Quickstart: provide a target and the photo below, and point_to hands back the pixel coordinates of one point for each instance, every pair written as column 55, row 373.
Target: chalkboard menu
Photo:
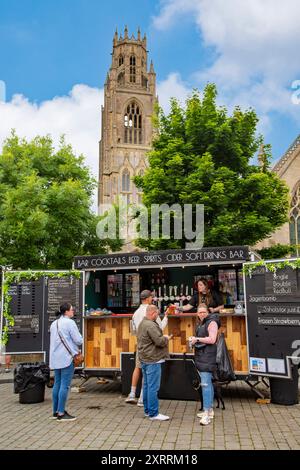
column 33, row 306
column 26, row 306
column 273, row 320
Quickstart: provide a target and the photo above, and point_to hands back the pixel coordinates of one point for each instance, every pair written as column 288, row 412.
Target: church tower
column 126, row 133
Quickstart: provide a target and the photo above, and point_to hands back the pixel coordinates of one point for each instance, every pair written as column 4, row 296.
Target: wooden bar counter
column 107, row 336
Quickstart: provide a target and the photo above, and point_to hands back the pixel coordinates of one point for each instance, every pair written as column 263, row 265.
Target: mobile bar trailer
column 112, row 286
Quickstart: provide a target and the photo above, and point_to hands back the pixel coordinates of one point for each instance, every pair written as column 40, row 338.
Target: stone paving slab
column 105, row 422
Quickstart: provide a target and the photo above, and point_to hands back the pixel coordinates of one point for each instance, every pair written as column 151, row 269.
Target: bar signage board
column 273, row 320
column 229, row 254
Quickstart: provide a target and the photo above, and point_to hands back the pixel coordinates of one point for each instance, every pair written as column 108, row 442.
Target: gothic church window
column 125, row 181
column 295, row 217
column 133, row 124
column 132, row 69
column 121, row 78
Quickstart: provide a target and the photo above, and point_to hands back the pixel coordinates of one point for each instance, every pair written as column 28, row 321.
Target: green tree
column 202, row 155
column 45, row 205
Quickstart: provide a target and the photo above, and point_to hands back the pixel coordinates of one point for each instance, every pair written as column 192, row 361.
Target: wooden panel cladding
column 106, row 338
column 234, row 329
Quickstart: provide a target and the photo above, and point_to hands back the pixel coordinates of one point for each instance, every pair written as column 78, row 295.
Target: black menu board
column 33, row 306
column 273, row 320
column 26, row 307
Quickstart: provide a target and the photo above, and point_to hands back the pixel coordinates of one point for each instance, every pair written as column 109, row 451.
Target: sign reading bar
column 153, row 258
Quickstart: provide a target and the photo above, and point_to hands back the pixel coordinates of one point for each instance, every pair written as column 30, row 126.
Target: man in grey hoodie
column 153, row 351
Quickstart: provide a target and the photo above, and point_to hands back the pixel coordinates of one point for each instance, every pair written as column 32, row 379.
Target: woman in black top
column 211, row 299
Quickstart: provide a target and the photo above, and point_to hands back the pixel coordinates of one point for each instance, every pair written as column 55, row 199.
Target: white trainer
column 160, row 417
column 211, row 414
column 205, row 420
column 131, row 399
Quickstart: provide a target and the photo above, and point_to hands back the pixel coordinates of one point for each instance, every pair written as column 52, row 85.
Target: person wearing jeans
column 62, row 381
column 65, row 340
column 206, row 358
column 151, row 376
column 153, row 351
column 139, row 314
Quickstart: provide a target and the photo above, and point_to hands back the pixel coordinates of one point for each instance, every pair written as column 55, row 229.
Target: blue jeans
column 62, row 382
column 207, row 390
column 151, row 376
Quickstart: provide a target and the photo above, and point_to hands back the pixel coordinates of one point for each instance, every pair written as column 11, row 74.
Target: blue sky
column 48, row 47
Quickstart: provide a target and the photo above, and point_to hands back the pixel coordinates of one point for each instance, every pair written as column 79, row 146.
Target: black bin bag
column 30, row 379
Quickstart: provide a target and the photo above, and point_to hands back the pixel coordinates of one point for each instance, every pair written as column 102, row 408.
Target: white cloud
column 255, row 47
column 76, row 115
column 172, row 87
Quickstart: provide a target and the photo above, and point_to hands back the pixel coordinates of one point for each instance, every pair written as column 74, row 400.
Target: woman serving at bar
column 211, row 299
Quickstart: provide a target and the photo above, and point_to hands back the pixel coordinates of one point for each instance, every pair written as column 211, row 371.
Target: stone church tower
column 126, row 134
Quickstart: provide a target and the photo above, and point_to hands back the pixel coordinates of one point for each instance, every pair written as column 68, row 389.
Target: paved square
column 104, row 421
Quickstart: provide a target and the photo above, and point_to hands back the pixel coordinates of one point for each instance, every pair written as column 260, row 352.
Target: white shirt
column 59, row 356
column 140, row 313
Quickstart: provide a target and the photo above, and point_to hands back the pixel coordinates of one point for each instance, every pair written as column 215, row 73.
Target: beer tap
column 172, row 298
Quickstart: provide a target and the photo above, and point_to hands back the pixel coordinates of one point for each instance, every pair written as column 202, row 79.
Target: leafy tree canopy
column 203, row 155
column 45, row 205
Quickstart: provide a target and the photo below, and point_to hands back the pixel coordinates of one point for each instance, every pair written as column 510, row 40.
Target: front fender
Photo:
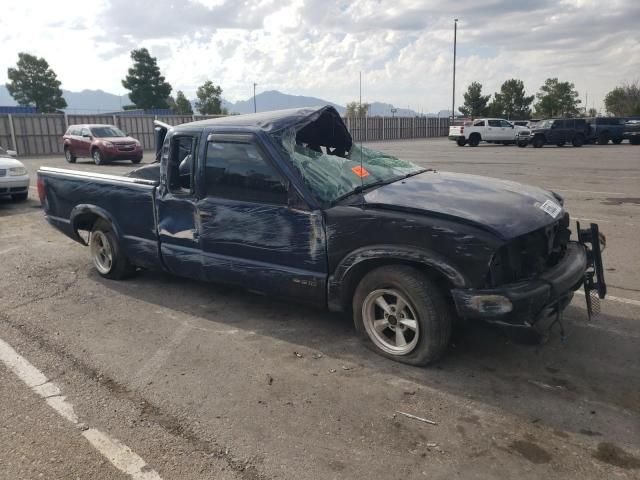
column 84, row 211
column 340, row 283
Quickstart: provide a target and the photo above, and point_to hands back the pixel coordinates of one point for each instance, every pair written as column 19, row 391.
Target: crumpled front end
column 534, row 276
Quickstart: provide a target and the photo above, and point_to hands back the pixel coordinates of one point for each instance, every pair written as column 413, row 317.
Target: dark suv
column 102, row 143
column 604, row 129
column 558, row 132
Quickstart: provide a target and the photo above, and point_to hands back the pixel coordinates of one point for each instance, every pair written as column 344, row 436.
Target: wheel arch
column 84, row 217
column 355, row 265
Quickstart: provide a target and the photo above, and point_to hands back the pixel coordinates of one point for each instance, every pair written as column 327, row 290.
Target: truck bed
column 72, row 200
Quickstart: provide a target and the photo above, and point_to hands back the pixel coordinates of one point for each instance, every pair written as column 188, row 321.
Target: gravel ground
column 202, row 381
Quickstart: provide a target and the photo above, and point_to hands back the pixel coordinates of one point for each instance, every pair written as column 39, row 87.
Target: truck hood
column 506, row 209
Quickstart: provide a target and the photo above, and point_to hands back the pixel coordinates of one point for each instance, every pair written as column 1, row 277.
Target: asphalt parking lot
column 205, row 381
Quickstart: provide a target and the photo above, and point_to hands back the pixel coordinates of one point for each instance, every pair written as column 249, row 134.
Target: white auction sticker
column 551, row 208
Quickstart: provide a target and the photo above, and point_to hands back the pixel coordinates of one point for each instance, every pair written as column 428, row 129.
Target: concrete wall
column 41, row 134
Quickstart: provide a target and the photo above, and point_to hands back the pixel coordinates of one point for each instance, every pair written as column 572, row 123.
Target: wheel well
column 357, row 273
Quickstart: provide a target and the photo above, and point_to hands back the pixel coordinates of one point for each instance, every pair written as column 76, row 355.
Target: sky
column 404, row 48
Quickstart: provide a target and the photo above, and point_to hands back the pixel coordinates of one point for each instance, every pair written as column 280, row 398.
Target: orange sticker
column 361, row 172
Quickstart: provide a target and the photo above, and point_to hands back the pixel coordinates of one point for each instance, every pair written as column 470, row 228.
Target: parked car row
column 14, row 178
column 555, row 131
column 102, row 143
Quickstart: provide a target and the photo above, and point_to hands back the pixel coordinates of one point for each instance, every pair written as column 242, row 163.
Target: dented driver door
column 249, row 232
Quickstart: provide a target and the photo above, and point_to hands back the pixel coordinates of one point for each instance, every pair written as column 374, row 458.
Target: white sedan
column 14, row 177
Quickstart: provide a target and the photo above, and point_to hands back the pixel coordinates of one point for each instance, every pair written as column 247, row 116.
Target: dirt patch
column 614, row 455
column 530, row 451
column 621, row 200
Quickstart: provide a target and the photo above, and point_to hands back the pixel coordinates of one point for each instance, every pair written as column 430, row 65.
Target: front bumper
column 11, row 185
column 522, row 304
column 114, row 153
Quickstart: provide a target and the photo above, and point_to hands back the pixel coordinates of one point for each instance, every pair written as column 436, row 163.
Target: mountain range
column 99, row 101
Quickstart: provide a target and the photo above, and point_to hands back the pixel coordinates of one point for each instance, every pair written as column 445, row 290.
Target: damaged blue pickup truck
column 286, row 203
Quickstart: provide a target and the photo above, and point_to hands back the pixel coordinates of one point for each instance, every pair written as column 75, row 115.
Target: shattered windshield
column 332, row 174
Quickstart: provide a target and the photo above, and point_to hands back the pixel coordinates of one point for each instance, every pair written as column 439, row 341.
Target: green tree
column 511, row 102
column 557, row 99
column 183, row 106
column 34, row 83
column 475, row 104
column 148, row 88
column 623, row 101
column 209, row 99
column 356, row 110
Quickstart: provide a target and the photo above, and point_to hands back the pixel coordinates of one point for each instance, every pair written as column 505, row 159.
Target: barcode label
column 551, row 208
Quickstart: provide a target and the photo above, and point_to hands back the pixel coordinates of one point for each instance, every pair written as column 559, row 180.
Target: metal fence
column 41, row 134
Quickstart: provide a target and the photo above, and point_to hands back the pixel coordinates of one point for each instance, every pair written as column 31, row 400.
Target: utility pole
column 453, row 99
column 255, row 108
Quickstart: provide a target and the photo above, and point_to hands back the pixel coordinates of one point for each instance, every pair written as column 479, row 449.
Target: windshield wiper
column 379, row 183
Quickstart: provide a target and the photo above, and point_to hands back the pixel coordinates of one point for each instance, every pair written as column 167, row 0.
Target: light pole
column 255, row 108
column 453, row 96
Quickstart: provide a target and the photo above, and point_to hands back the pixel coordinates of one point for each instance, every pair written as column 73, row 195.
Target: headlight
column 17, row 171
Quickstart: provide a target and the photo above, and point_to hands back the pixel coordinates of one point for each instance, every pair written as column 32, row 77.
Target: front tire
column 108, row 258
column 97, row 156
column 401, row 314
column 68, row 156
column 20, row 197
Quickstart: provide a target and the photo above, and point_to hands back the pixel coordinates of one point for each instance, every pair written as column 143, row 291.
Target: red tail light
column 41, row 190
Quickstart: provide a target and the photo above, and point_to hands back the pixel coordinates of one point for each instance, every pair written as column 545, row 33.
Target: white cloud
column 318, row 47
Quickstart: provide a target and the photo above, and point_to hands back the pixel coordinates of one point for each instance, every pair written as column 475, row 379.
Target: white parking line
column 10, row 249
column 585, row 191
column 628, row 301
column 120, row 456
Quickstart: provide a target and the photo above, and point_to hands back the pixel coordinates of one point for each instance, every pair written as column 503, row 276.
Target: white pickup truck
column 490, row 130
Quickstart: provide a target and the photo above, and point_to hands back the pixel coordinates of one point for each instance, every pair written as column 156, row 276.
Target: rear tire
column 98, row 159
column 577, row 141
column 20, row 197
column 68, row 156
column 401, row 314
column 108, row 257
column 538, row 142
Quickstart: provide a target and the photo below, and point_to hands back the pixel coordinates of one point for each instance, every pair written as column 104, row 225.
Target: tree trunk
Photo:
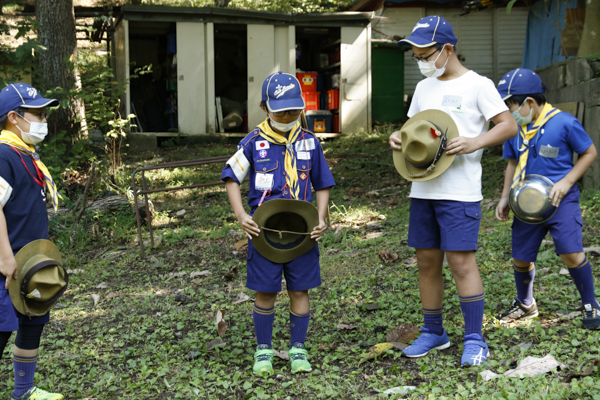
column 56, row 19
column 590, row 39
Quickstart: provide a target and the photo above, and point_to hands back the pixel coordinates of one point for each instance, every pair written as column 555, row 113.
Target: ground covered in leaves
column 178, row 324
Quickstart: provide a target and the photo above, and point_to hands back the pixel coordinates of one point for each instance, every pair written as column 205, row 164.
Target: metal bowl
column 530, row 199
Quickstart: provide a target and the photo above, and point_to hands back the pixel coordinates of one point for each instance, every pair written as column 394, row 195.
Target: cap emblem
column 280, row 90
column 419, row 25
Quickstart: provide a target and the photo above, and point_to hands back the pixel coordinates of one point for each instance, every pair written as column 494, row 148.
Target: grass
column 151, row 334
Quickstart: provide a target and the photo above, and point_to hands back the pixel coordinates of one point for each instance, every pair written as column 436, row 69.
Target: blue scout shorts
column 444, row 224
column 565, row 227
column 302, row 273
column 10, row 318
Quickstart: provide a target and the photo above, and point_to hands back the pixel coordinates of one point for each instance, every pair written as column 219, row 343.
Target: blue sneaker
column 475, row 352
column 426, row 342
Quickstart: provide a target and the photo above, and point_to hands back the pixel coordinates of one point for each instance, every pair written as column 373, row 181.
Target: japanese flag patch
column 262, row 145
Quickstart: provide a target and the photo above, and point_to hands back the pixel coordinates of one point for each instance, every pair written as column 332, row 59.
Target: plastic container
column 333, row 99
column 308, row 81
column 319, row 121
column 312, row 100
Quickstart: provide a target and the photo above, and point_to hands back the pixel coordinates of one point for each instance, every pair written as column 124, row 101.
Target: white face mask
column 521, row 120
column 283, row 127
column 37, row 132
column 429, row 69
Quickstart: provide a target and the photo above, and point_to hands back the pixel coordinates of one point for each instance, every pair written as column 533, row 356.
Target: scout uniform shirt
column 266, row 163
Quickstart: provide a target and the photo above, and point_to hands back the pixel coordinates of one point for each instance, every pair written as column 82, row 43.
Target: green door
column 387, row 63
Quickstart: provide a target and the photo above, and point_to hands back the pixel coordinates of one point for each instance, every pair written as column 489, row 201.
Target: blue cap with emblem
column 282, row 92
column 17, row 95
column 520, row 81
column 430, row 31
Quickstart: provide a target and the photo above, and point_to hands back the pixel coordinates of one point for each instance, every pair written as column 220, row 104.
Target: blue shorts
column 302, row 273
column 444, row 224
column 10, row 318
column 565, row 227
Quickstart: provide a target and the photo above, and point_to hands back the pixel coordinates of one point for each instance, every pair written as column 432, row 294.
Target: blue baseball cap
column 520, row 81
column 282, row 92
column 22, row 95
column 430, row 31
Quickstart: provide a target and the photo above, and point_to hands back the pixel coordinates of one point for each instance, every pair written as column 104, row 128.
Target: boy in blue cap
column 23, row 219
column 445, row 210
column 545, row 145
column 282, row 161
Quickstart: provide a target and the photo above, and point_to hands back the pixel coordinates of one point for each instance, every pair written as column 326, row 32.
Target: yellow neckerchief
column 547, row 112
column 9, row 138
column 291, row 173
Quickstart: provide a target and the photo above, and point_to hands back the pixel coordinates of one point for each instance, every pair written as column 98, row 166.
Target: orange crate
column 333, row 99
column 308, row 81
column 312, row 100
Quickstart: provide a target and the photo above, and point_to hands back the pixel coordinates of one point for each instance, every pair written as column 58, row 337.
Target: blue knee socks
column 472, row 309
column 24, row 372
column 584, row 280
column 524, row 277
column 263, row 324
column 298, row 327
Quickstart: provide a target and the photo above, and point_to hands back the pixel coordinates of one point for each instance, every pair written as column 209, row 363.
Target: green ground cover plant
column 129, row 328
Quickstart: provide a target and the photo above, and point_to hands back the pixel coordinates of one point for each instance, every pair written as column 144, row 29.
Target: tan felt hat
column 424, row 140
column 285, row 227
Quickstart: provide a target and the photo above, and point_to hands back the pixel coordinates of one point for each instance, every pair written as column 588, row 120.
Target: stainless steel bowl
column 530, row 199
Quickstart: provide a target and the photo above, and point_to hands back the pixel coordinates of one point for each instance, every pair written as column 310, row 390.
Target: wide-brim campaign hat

◇ ◇ ◇

EXERCISE DIRECTIONS ▸ Copy every line of the records without alteration, everything from the line containing "1, row 277." down to the line containing "column 205, row 381", both included.

ANSWER FOR THIS EXERCISE ▸
Quickstart: provide a target and the photo above, and point_to hands back the pixel coordinates of one point for each instance, every pair written as column 1, row 277.
Target: asphalt parking lot
column 205, row 381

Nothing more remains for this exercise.